» BESCHIKBARE GEGEVENS:
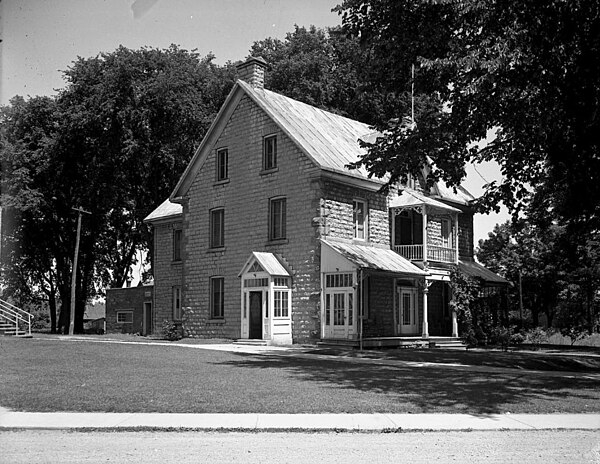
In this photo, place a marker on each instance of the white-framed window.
(176, 305)
(125, 317)
(217, 297)
(222, 164)
(270, 152)
(217, 228)
(177, 236)
(277, 218)
(360, 219)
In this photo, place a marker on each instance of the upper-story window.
(270, 152)
(222, 164)
(217, 228)
(177, 234)
(277, 218)
(359, 218)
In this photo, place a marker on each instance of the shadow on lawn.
(439, 389)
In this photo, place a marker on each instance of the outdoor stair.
(14, 321)
(447, 344)
(250, 341)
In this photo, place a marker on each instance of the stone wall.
(245, 199)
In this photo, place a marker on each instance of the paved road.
(532, 447)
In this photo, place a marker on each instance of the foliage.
(169, 331)
(327, 69)
(114, 141)
(464, 293)
(536, 336)
(529, 71)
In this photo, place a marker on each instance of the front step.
(448, 344)
(250, 341)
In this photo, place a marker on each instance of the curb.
(384, 423)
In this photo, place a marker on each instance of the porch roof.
(375, 258)
(269, 262)
(474, 269)
(409, 197)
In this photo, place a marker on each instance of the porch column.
(425, 290)
(454, 324)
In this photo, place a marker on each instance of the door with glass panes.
(339, 313)
(407, 311)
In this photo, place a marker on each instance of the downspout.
(361, 313)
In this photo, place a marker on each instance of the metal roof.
(474, 269)
(375, 258)
(166, 210)
(329, 139)
(409, 197)
(268, 261)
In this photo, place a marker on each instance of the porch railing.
(16, 317)
(434, 253)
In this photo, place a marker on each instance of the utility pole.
(74, 273)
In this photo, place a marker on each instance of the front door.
(339, 314)
(255, 315)
(407, 311)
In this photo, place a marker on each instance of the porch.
(396, 342)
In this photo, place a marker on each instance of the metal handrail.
(8, 310)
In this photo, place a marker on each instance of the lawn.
(50, 375)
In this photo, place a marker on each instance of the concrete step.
(250, 341)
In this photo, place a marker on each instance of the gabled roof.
(166, 210)
(375, 258)
(331, 141)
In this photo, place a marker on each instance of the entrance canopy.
(367, 257)
(473, 269)
(260, 261)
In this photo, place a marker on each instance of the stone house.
(268, 235)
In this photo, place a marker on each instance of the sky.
(41, 38)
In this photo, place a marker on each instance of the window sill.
(266, 172)
(280, 241)
(216, 250)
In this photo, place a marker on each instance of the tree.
(329, 70)
(114, 141)
(530, 71)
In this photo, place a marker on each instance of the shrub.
(536, 336)
(169, 331)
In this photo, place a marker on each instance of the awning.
(473, 269)
(268, 263)
(374, 258)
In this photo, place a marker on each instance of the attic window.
(270, 152)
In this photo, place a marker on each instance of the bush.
(536, 336)
(169, 331)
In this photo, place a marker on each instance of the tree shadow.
(351, 385)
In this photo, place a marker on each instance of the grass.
(49, 375)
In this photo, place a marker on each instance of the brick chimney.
(252, 71)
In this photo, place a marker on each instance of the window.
(217, 294)
(277, 219)
(359, 217)
(176, 303)
(217, 228)
(222, 164)
(280, 303)
(177, 234)
(270, 152)
(124, 317)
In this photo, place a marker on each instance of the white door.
(407, 311)
(339, 314)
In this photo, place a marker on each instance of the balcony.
(434, 253)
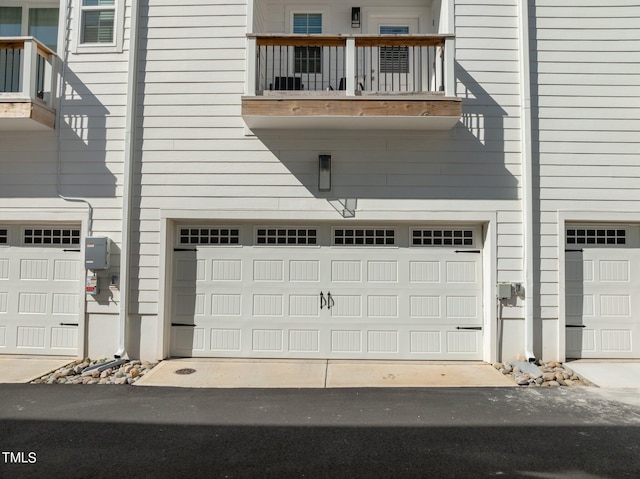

» JOUW OPDRACHT: Zoek in de vermeldingen hierboven elke regel waarin het woord "step" voorkomt en schrijf die regels over.

» RESULTAAT OEFENING:
In this photo, place a marker on each instance of the front step.
In this photo, place a marker on each instance of the concrete step.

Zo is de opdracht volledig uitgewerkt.